Excerpts of pointing data:
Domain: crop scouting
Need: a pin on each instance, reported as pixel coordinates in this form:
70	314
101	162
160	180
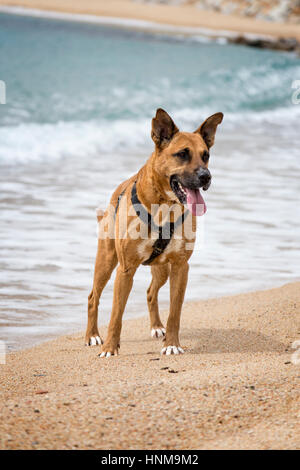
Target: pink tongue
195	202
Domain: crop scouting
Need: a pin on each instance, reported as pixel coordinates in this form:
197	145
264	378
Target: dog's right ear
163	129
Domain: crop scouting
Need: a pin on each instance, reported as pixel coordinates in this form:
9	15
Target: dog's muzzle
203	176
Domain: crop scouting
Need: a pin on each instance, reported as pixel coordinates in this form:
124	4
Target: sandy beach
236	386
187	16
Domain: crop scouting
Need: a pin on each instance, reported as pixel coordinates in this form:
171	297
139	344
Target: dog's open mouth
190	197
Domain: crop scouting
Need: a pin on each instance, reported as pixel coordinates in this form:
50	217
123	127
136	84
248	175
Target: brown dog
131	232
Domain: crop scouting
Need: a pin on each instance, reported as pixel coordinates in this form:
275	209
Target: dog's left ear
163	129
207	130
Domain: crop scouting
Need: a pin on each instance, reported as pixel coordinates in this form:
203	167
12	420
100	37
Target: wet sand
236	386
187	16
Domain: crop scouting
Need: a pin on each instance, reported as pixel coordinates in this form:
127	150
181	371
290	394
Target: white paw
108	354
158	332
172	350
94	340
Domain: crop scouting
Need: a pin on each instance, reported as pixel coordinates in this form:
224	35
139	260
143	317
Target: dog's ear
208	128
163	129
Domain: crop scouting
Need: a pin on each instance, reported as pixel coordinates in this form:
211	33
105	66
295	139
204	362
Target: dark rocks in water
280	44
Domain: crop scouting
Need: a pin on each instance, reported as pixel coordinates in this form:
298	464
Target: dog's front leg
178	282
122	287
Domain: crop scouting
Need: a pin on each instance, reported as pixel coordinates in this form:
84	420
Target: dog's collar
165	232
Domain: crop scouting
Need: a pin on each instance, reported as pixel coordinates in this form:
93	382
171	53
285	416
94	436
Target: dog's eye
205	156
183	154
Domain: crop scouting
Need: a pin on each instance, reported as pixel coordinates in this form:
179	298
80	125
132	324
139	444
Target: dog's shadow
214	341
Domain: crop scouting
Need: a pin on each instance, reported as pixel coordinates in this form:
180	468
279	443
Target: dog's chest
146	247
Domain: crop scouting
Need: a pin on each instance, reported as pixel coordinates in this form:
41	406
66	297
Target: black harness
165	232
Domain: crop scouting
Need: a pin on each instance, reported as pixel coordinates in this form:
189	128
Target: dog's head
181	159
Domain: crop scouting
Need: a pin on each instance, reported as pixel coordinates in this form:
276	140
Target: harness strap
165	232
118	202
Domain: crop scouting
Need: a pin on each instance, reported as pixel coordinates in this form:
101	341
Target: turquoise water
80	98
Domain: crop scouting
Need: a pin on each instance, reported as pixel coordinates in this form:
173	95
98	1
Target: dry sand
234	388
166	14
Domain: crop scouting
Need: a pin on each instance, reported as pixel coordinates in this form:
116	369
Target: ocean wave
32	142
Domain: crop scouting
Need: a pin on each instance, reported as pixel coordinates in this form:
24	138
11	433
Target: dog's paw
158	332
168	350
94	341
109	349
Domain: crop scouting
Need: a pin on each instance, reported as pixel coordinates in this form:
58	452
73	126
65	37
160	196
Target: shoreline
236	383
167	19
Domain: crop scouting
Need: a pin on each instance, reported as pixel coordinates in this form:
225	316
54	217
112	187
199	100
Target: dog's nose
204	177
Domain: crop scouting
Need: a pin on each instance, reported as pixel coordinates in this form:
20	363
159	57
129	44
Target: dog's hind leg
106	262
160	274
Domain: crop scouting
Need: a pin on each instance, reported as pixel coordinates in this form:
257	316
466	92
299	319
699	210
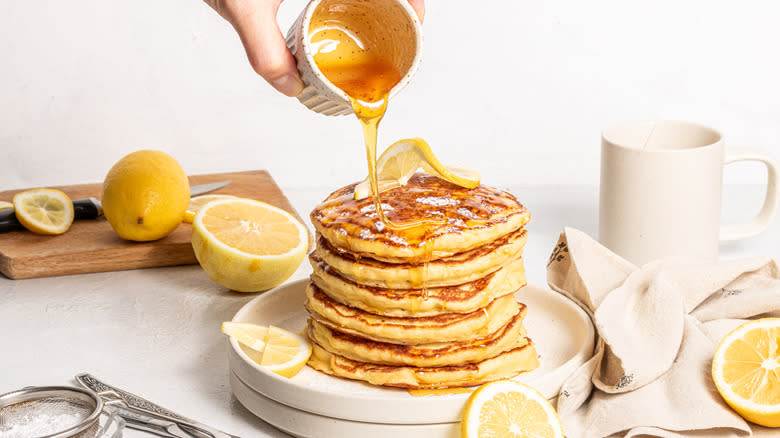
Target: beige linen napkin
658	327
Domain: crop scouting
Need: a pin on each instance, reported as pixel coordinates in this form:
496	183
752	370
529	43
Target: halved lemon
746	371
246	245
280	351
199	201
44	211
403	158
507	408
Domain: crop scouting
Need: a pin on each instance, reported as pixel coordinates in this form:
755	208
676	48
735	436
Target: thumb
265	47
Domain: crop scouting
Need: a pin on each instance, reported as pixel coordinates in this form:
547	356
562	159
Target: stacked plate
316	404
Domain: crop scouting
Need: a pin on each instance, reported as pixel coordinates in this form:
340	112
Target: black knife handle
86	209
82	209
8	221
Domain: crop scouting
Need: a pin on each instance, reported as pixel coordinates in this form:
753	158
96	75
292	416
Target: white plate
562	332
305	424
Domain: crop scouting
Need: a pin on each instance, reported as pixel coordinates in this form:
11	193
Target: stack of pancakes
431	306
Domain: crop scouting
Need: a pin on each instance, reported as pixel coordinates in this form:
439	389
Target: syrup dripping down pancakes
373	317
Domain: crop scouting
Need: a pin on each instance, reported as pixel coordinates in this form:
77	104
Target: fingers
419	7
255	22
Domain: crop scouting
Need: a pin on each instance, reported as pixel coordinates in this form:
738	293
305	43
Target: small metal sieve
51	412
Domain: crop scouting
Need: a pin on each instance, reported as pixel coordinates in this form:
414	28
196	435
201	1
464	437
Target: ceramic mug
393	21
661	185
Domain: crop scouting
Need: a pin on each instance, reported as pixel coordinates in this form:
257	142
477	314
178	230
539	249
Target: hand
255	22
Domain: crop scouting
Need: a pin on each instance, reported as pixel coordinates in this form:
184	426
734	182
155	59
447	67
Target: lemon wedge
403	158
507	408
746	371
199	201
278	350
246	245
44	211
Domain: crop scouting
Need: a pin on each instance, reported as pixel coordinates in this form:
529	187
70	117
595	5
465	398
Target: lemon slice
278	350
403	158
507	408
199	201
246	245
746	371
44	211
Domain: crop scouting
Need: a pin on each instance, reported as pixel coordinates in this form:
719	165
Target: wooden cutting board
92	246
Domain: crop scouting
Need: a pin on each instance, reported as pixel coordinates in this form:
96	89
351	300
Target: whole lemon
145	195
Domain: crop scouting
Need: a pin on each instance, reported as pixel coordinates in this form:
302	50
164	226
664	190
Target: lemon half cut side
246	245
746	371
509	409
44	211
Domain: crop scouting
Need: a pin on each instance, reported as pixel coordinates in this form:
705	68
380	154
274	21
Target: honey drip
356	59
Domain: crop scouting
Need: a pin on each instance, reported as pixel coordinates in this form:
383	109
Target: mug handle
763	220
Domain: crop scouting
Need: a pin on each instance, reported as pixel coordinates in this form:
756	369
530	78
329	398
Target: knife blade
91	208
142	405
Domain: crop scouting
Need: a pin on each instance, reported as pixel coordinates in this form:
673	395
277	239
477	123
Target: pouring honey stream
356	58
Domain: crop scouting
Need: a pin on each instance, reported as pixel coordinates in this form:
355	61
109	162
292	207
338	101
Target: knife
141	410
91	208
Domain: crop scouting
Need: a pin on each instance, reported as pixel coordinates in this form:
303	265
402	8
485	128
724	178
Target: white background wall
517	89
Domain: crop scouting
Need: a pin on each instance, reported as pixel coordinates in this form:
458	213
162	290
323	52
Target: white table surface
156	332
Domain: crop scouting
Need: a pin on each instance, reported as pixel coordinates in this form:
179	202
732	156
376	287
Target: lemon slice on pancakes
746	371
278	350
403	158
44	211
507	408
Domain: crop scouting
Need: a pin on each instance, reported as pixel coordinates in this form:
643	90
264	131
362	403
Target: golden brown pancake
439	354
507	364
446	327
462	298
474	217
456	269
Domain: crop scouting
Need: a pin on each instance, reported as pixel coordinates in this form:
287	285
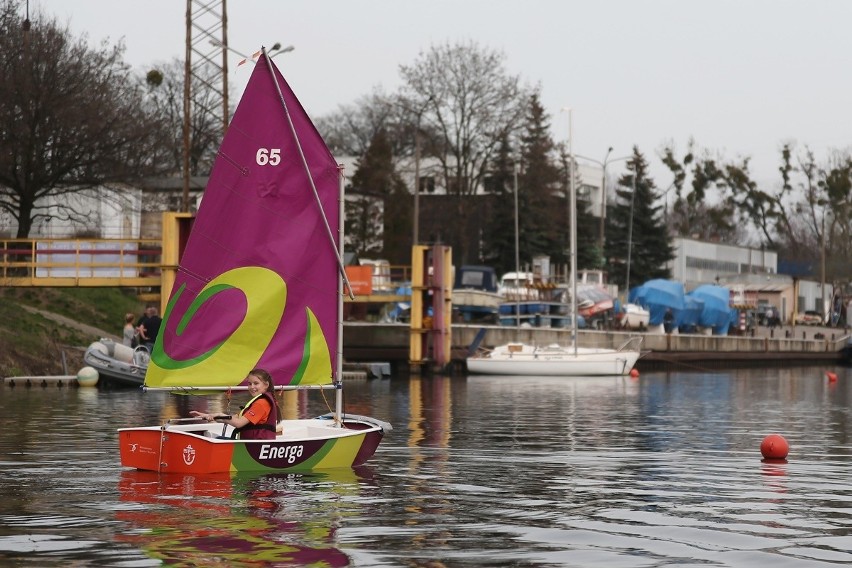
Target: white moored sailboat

Work required:
Reproduce the full listing above verbatim, with no pictures included.

Answer for the task:
Domain: crop scouting
Need: a pin on each instance, reported as pixel coordinates in this form:
70	314
101	162
160	180
Target: pink tongue
195	202
Domain: crop scouting
Need: a pin on each instance, reported as pixel coordinates in this form:
197	145
264	378
Target: dog's right ear
163	129
Domain: crop scouting
Need: a pin on each instance, reported as pixel coordinates in this form:
9	15
Target: dog's muzzle
203	176
Domain: crop scouting
Need: a pin on each instance, reported as pixel coordinates in this form:
124	4
Target: sandy beach
236	386
187	16
Domain: crop scouting
Need: a pin on each instance, reported as pixel coordinates in this form:
171	297
139	344
Target: dog's open mouth
190	197
Domain: crop scouting
Need: a pin on each instance, reported as pixel coordinates in this form:
50	217
123	127
136	84
248	175
Target: brown dog
131	232
Domain: crop scouting
Need: a pin on each instance, reported as pixel coordinates in this form:
275	209
Target: dog's left ear
163	129
207	130
Domain: crop scouting
Need: a pin on each instance, reported as pixel coordinates in this form:
203	167
12	420
100	37
Target: wet sand
236	386
187	16
Domain: crop scouting
Need: a pin on each instance, reported as pixel coordinates in this form:
127	150
181	371
290	394
Target: white paw
108	354
158	332
172	350
94	340
Domain: crop scouting
Need: a pin on each instance, reported as pixel coordinates in this form:
224	35
139	260
143	317
Target: dog's ear
208	128
163	129
Domain: crop scouting
Need: a pin on each instance, reported as pixel coordinates in this form:
211	33
105	66
295	139
204	362
Target: dark rocks in water
280	44
Domain: crop scouting
Need: a pin on each instance, reported as pixel coordinates in this form:
298	464
Target: dog's front leg
178	282
122	287
Domain: crop scouting
Need: a pin on each instance, reported as pixel coordinates in this form:
84	420
Target: dog's collar
165	232
Domain: crop scouting
Need: a pin on each instance, reported as pixel coordinates in this form:
93	382
171	53
285	416
94	436
Target: dog's eye
205	156
183	154
Domain: crop scouting
Need: a pin on each instance, reported as pixel coordinates in this form:
179	298
80	125
132	324
139	444
Target: dog's shadow
214	341
Domain: crop scouting
Need: a pin on each instance, reported as pixel coordinates in this form:
180	468
279	443
Target: dog's chest
146	247
Domain: crop scouting
Need: a pin on each instance, reported as pixel coordinates in this form:
41	406
66	297
Target: black harness
165	232
Domain: crop scouting
Need: a pin on each instance, reported as pixel coordinates in this form:
189	128
Target: dog's head
181	159
Domain: crop scouting
Need: a pin on each instance, reported as pixel coordinates in this form:
276	140
Target: harness strap
165	232
118	202
Domain: crop scouting
Need: a pin on each instance, reported as pixel coordinates in this form:
101	341
Target: turquoise water
80	98
Domain: crop scouting
Need: a pin on each instance, reported as pixel coordinates in this form:
173	95
98	1
Target: dry sand
234	388
166	14
Domain: crop scouting
Need: a pin on each instance, reported as pixel coordinates in this form:
116	369
Target: ocean wave
32	142
Domain: crop scouting
Need: a pin on each instance, reported as pixel coordinates in this form:
24	138
11	433
Target: dog's paw
158	332
168	350
94	341
109	349
Domain: crop scouting
Need: a pin on each instance, reported as pixel coordinates in this form:
58	452
73	126
65	37
160	196
Target: shoreline
236	383
167	19
Domain: crop scouting
Need: a pin on each instance, reported as pixel coordinates in this form:
225	316
54	217
112	187
199	100
Target: dog's nose
204	177
Domain: crop scouting
Need: a pin on each instance, reported as pixel coordinates in this form:
20	363
159	57
129	44
Target: dog's hind leg
106	262
160	274
Domain: crop scouting
Need: a pin on each instance, reported as pixel coordinates in this form:
257	316
466	92
299	319
699	210
Target: beige linen napkin
658	327
Domain: crop scouting
Need: a pin on each instance, reported as pixel coordinates in this form:
496	183
752	370
529	43
Target: halved lemon
746	371
246	245
280	351
199	201
44	211
403	158
507	408
Domain: crop scouting
Need: a pin on each instance, reported as pixel coordinates in this form:
755	208
676	48
735	436
Target: thumb
265	47
Domain: crop scouting
Need: a pin on each instance, reported as pixel coordinates in this form:
547	356
562	159
Target: stacked plate
316	404
Domain: crop scouting
Need: a pin on each instance, reported as pixel coordinates in this form:
340	112
Target: black knife handle
86	209
82	209
8	221
Domain: crop scouting
Need: a pin on each instance, reported as pixel coordinates in this form:
753	158
96	75
292	416
Target: white plate
562	332
305	424
Domain: crop scouting
Need: a pin on each instance, reported as pixel coordinates in this form:
11	193
Target: stack of pancakes
431	306
Domain: crop scouting
Need: a pin on each instance, reported as pixel coordinates in this form:
439	389
Target: syrup dripping down pancakes
373	317
Domain: crop scouting
Need: a pin on each instance, reported as pixel coordinates in this form:
77	104
Target: fingers
419	7
255	22
Domain: crop scouting
Need: a pin on each instance, reported as pixel coordinates in this form:
738	293
305	43
Target: small metal sieve
51	412
Domain: crop scouting
Need: a pin on each instance, reported as pixel coordinates in this form:
414	28
196	435
201	1
464	437
Target: ceramic mug
393	21
661	185
Domain: crop scouting
Need: a pin on each instance, reported as pixel coordinates in this form:
257	142
477	314
178	230
539	249
Target: hand
255	22
Domain: crop scouting
Need: a pin on each instance, reported as pixel coordinates in this form:
184	426
734	182
155	59
447	67
Target: lemon wedge
403	158
507	408
746	371
199	201
278	350
246	245
44	211
Domain: crop scouting
Need: a pin on each instance, reported as pixel coordinates in this form:
529	187
70	117
595	5
465	398
Target: lemon slice
278	350
403	158
507	408
199	201
246	245
746	371
44	211
Domain: crop scouting
Need: a pin on each instance, reported as pixel coordinates in this form:
719	165
Target: wooden cutting board
92	246
Domain: crop scouting
Need: a pin on each instance, reported as pixel coordinates in this form:
96	89
351	300
Target: whole lemon
145	195
Domain: crop scouting
Need: a pin on each instance, reported as pixel coordinates in this form:
302	50
164	226
664	190
Target: lemon half cut side
246	245
746	371
509	409
44	211
Domain: crop scouting
Need: a pin on each instance, reported as pixel coordinates in this form:
705	68
380	154
274	21
Target: honey drip
356	59
Domain: crop scouting
Need: a pin on each instance, reported as pixel coordinates in this form:
383	109
Target: mug handle
763	220
Domain: crop scouting
Need: a pin on each instance, reported as pixel coordinates in this form:
756	369
530	78
329	398
Target: knife blade
91	208
142	405
Domain: crop scouting
Need: a pin on each instance, reported as pixel coordinates in this form:
673	395
277	239
477	123
Target: pouring honey stream
356	58
Domain: crop scouting
Need: a pin on each instance, reported as pixel coordinates in this form:
355	61
109	162
292	207
338	101
Target: knife
141	410
91	208
Domain: crop scouting
Need: a pin on each instance, reported as pixel coordinates in this form:
303	265
402	8
485	128
724	178
Target: white background wall
517	89
Domain: crop scouting
Need: a pin on each instance, reported as pixel coordinates in this form:
458	213
162	290
323	52
Target: white table surface
156	332
Domain: crop scouting
Need: a pin on each instance, reported as pixel coordinates in this form:
179	202
732	156
376	287
Target: lemon slice on pancakes
746	371
278	350
403	158
44	211
507	408
Domain: crop scouting
Need: a pin on each instance, reported as pixel coordinates in this form:
643	90
264	131
362	403
Target: golden brown pancake
439	354
507	364
446	327
462	298
474	217
456	269
Domain: crop scouting
Need: a pin on each instance, reported as pixel coordinates in this form:
287	285
Target: white moored sailboat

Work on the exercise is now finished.